┏━━
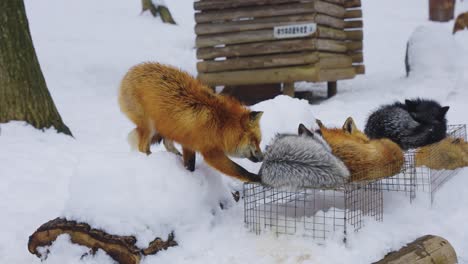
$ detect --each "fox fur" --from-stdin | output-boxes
[259,124,349,190]
[119,63,263,181]
[415,137,468,170]
[317,117,404,181]
[453,12,468,34]
[364,99,449,150]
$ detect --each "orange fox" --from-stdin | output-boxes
[453,12,468,34]
[415,137,468,170]
[317,117,404,181]
[119,63,263,181]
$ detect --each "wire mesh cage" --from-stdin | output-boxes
[244,181,383,242]
[382,124,468,204]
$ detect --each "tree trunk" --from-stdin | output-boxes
[141,0,176,25]
[0,0,71,135]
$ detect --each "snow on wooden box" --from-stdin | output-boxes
[194,0,364,97]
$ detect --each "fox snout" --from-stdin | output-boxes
[248,150,263,162]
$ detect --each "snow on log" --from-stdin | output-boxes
[374,235,457,264]
[28,218,177,264]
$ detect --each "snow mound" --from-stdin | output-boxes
[407,24,461,77]
[63,151,233,248]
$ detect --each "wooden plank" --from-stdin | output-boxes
[345,30,364,40]
[324,0,345,6]
[197,39,316,59]
[315,1,346,18]
[344,0,361,8]
[195,1,346,23]
[374,235,458,264]
[193,0,300,11]
[353,65,366,74]
[344,9,362,19]
[195,14,314,35]
[344,20,364,29]
[318,67,356,82]
[197,38,347,60]
[283,82,294,97]
[315,14,344,29]
[197,52,318,72]
[316,39,347,52]
[195,2,316,23]
[345,41,363,51]
[197,65,317,85]
[195,14,345,35]
[349,52,364,63]
[318,53,353,69]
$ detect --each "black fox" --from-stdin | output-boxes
[364,98,449,150]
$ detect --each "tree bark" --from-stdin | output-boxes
[0,0,72,136]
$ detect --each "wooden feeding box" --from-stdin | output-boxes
[194,0,364,96]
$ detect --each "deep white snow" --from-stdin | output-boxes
[0,0,468,264]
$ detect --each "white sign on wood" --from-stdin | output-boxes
[273,23,317,38]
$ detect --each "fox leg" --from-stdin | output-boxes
[163,138,182,156]
[182,147,195,171]
[202,150,260,182]
[136,127,154,155]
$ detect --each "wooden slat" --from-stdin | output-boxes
[317,67,356,82]
[353,65,366,74]
[195,27,348,48]
[315,1,346,18]
[193,0,300,11]
[324,0,345,6]
[316,39,347,52]
[344,9,362,19]
[195,1,346,23]
[197,39,316,59]
[195,14,345,35]
[318,55,353,69]
[349,52,364,63]
[344,20,364,29]
[197,39,347,60]
[195,3,315,23]
[345,41,363,52]
[198,65,318,85]
[344,0,361,8]
[197,52,318,72]
[345,30,364,40]
[195,14,314,35]
[315,14,344,29]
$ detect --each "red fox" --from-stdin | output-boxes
[416,137,468,170]
[453,12,468,34]
[119,63,263,181]
[317,117,404,181]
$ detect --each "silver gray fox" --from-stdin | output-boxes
[259,124,350,190]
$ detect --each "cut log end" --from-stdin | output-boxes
[28,218,177,264]
[374,235,458,264]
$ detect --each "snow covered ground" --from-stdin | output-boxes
[0,0,468,264]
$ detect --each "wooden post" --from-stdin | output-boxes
[374,235,458,264]
[429,0,455,22]
[327,82,338,98]
[283,82,294,97]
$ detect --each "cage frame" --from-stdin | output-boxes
[243,180,383,244]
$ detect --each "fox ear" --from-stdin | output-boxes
[297,124,314,137]
[315,119,325,128]
[343,117,357,134]
[249,111,263,122]
[405,99,416,112]
[439,106,450,117]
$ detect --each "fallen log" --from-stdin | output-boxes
[28,218,177,264]
[374,235,458,264]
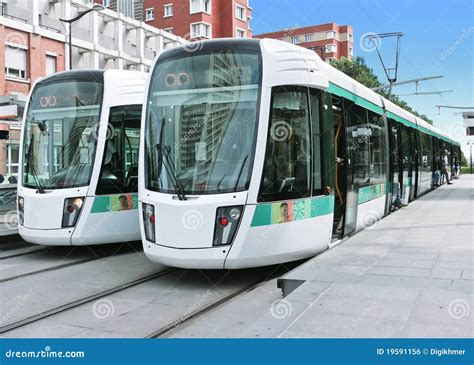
┗━━
*Stated exercise*
Put every line of the entries above into a JSON list of strings, one string per line, with blank lines dropped and the pictures left out.

*Answer to this exercise*
[
  "$ detect --each \"fox fur\" --from-stdin | output-boxes",
  "[259,124,349,190]",
  "[119,63,263,181]",
  "[415,137,468,170]",
  "[317,117,404,181]",
  "[453,12,468,34]",
  "[364,99,449,150]",
  "$ detect --each \"orange fox\" --from-stdin | output-boxes",
  "[453,12,468,34]",
  "[415,137,468,170]",
  "[317,117,404,181]",
  "[119,63,263,181]",
  "$ detect --each \"wire mesh cage\" --from-stdin | output-boxes",
  "[244,181,383,242]",
  "[382,124,468,204]",
  "$ detect --each \"tree trunk\" --from-stdin | output-boxes",
  "[141,0,176,25]",
  "[0,0,71,135]",
  "$ detect --each \"snow on wooden box\" --from-stdin | output-boxes",
  "[194,0,364,97]",
  "$ detect --each \"fox snout\" --from-stdin | output-boxes",
  "[248,150,263,162]",
  "$ detect --each \"snow on log\" --from-stdin | output-boxes",
  "[374,235,457,264]",
  "[28,218,177,264]",
  "$ detect --each \"snow mound\" --from-stdin | output-boxes",
  "[407,24,461,77]",
  "[63,151,233,248]",
  "$ detect --each \"wooden plank\" --from-stdin | output-boxes",
  "[345,30,364,40]",
  "[324,0,345,6]",
  "[197,39,316,59]",
  "[315,1,346,18]",
  "[344,0,361,8]",
  "[195,1,346,23]",
  "[374,235,458,264]",
  "[193,0,300,11]",
  "[353,65,366,74]",
  "[344,9,362,19]",
  "[195,14,314,35]",
  "[344,20,364,29]",
  "[318,67,356,82]",
  "[197,38,347,60]",
  "[283,82,294,97]",
  "[315,14,344,29]",
  "[197,52,318,72]",
  "[316,39,347,52]",
  "[195,2,316,23]",
  "[345,41,363,51]",
  "[197,65,317,85]",
  "[195,14,345,35]",
  "[349,52,364,63]",
  "[318,53,353,69]",
  "$ detect --each \"black fox\" --from-stdin | output-boxes",
  "[364,98,449,150]",
  "$ detect --each \"tree bark\" --from-stdin | output-boxes",
  "[0,0,72,136]",
  "$ detect --each \"wooden feeding box\" --from-stdin | output-boxes",
  "[194,0,364,96]",
  "$ detect --each \"deep white snow\" --from-stdin | output-boxes",
  "[0,0,468,264]",
  "$ detect --each \"white sign on wood\" --from-stdin | output-boxes",
  "[273,23,317,38]",
  "$ detect --each \"fox leg\" --from-stdin | output-boxes",
  "[163,138,182,156]",
  "[182,147,195,171]",
  "[202,150,260,182]",
  "[136,127,154,155]",
  "$ detect --each \"wooden slat\" --from-stdin | output-boxes",
  "[317,67,356,82]",
  "[353,65,366,74]",
  "[195,27,348,48]",
  "[315,1,346,18]",
  "[193,0,300,11]",
  "[324,0,345,6]",
  "[316,39,347,52]",
  "[344,9,362,19]",
  "[195,1,346,23]",
  "[197,39,316,59]",
  "[195,14,345,35]",
  "[318,55,353,69]",
  "[349,52,364,63]",
  "[344,20,364,29]",
  "[197,39,347,60]",
  "[195,3,315,23]",
  "[345,41,363,52]",
  "[198,65,318,85]",
  "[344,0,361,8]",
  "[197,52,318,72]",
  "[345,30,364,40]",
  "[195,14,314,35]",
  "[315,14,344,29]",
  "$ detect --each \"red fox\" --from-stdin | output-boxes",
  "[416,137,468,170]",
  "[453,12,468,34]",
  "[119,63,263,181]",
  "[317,117,404,181]",
  "$ detect --each \"silver gray fox\" --from-stdin | output-boxes",
  "[259,124,350,190]",
  "$ detect --each \"cut log end\" --from-stdin | output-boxes",
  "[28,218,177,264]",
  "[374,235,458,264]",
  "$ detect --each \"snow covered ground\" --from-stdin | output-boxes",
  "[0,0,468,264]",
  "$ detect --each \"wooden post\" --from-stdin | output-boxes",
  "[374,235,458,264]",
  "[429,0,455,22]",
  "[327,82,338,98]",
  "[283,82,294,97]",
  "$ detect --each \"cage frame\" --from-stdin | output-boxes",
  "[243,180,383,244]",
  "$ detect --each \"fox ear\" --from-stdin | output-boxes",
  "[297,124,314,137]",
  "[315,119,325,128]",
  "[343,117,357,134]",
  "[249,111,263,122]",
  "[405,99,416,112]",
  "[439,106,450,117]",
  "$ detect --each \"fallen log\" --from-stdin | output-boxes",
  "[28,218,177,264]",
  "[374,235,458,264]"
]